**AIM OF THE TASK**
Copy the lines in the records below verbatim, starting with the line that contains "of the japanese" and continuing through the final line of the records, both included.

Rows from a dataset

++++

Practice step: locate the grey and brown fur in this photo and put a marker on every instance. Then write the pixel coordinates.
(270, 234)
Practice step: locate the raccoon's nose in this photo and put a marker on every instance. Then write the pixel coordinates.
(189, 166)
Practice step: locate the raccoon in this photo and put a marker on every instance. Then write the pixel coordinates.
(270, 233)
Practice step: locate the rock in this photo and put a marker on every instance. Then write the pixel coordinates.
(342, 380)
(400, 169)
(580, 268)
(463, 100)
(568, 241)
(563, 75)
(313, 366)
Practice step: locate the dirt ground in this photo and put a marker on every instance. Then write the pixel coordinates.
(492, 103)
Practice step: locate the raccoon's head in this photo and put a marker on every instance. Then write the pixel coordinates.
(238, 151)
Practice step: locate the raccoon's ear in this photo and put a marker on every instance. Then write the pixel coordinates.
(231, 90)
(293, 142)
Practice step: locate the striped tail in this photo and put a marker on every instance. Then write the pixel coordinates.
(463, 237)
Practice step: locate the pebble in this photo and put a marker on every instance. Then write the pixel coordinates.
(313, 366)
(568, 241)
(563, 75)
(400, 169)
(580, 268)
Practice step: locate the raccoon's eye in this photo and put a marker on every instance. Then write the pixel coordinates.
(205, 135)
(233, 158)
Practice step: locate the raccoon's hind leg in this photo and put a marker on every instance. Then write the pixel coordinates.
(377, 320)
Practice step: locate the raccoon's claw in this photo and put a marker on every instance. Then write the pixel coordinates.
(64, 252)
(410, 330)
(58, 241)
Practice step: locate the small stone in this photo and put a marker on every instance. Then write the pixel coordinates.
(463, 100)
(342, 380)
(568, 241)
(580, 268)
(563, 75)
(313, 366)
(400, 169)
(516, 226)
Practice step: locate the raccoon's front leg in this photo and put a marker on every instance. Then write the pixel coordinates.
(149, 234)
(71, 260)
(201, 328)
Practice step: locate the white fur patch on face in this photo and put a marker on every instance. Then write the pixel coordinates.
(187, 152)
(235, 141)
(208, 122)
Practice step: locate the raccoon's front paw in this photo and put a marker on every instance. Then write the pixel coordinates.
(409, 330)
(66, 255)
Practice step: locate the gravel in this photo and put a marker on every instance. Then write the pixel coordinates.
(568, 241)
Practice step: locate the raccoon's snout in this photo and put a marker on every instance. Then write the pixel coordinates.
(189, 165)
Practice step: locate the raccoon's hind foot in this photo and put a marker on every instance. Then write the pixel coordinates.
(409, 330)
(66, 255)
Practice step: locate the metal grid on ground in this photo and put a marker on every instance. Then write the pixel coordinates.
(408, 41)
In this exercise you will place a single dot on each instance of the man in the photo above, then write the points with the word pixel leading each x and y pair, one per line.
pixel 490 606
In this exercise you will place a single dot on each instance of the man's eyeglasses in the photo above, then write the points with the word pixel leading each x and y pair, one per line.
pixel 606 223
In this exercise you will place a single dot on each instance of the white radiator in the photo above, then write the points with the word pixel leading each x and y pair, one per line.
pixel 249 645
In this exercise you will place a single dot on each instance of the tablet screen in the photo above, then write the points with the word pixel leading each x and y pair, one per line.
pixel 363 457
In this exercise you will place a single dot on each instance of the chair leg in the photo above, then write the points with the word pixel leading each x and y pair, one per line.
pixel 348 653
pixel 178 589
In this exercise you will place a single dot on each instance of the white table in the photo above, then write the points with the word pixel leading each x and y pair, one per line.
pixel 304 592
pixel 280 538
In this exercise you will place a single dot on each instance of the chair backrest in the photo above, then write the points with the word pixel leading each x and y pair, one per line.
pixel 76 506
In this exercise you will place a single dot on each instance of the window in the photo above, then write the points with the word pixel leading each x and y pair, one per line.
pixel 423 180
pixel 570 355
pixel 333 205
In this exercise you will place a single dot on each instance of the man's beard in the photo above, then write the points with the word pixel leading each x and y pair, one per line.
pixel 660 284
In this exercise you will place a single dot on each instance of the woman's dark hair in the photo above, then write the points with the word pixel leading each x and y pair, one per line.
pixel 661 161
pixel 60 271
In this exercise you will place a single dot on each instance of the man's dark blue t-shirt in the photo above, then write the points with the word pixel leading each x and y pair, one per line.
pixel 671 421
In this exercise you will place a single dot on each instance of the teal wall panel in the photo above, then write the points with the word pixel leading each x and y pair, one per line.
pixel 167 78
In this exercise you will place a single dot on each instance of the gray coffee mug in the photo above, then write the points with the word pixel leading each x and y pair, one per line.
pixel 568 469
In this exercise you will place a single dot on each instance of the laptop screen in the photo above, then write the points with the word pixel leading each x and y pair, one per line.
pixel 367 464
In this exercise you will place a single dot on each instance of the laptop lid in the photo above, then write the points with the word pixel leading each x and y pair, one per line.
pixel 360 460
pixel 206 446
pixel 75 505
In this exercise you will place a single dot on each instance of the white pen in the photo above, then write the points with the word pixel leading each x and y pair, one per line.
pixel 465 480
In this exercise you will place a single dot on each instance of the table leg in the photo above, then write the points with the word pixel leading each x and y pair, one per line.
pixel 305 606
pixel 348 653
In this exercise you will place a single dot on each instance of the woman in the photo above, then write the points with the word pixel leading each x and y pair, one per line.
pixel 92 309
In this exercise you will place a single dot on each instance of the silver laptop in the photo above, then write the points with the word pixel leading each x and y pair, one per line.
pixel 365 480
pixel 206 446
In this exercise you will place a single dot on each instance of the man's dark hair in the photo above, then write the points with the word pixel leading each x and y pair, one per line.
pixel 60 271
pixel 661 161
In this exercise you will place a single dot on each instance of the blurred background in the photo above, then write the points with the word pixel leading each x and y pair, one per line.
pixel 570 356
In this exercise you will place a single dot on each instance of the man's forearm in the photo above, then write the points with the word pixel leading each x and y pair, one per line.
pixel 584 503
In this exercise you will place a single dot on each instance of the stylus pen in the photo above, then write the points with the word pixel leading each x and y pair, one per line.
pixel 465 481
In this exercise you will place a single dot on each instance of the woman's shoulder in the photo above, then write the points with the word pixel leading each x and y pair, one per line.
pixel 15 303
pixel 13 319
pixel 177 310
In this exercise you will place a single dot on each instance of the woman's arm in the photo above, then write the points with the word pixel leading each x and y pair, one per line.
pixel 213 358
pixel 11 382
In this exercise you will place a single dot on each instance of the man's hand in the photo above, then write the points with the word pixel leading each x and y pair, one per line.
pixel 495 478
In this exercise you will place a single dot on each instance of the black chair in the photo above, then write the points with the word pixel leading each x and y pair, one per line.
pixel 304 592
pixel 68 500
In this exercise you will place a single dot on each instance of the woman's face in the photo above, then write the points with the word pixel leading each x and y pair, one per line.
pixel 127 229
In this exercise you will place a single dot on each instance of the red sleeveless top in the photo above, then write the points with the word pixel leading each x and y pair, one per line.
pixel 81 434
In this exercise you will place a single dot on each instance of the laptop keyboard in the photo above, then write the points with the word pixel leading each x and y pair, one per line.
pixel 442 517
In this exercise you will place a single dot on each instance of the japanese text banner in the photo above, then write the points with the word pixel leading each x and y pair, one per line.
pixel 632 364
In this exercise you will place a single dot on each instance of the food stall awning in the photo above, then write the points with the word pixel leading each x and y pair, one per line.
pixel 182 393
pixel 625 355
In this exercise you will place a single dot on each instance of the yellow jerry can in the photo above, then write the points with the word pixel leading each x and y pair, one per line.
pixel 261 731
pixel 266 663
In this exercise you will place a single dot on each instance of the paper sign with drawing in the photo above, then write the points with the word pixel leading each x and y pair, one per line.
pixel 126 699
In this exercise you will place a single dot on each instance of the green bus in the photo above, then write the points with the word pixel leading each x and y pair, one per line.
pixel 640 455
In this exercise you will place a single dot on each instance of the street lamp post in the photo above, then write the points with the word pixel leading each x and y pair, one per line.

++++

**FULL OUTPUT**
In this exercise you will place a single dot on each instance of the japanese text banner in the photo above, then write the points with the word pixel leading each x and y pair, one per line.
pixel 632 364
In this exercise you will place a single dot on each instance of the food stall awning in the photo above, then write the points with the word pixel leading each x and y pair, one per line.
pixel 182 393
pixel 625 355
In this exercise you will place a single dot on each instance of the yellow jerry can in the photo above, then write the points with the word pixel leading each x and y pair, one per line.
pixel 261 731
pixel 266 663
In this exercise you will place a single dot on each instance of the paper sign with drawing in the photo above, then write the points with the word pixel leading each x and y pair, one per line.
pixel 126 699
In this exercise you will place a single dot on each instance of the green bus in the photo above, then write the points with the word pixel leading each x and y pair, one per line.
pixel 640 455
In this exercise you will place a single dot on each instance of the street lamp post in the photo above, then write the points with the word pixel leading each x and y pair, one per line.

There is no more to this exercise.